====== INFORMATION
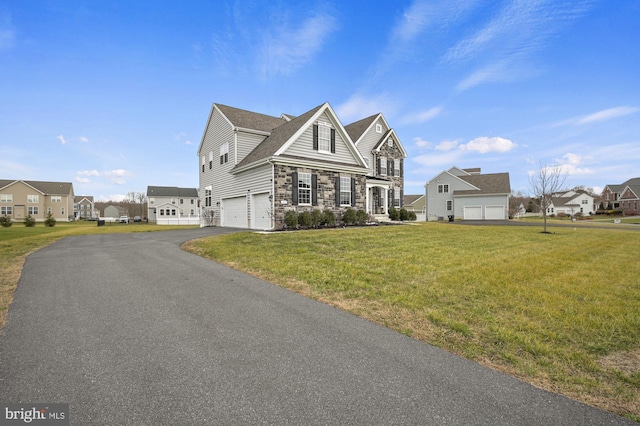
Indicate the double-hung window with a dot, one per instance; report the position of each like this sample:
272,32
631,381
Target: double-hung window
224,153
304,188
324,138
345,191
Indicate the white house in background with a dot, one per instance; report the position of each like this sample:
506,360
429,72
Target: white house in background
170,205
571,203
467,194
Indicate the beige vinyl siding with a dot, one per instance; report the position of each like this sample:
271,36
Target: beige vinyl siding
369,141
303,146
218,132
246,142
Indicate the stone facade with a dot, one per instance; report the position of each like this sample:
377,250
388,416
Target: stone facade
326,192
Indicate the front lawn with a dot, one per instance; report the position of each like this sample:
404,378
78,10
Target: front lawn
560,310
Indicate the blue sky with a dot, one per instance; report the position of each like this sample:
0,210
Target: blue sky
114,96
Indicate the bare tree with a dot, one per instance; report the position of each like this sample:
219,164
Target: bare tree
544,182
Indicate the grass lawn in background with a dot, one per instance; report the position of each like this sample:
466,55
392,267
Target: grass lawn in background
559,310
17,241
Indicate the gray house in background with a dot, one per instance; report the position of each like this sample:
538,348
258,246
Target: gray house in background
468,194
170,205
============
*YOUR TASK*: Output exactly the lines of the data that run from the one containing "Target: blue sky" to the very last line, and no others.

*RESPONSE TO THIS TASK*:
Target: blue sky
114,96
Indicate the bare tree with a dot, one per instance; report the position of each like this sample:
219,164
Target: bare tree
544,182
Indicate the grass lawn in background with a dot, one per instance; report the position of each like this sample:
466,55
392,267
Target: grass lawn in background
559,310
17,241
Indicate the gray house in background with a dot, one per instance; report the position of each like this sample:
538,348
258,246
Target: gray house in background
468,194
170,205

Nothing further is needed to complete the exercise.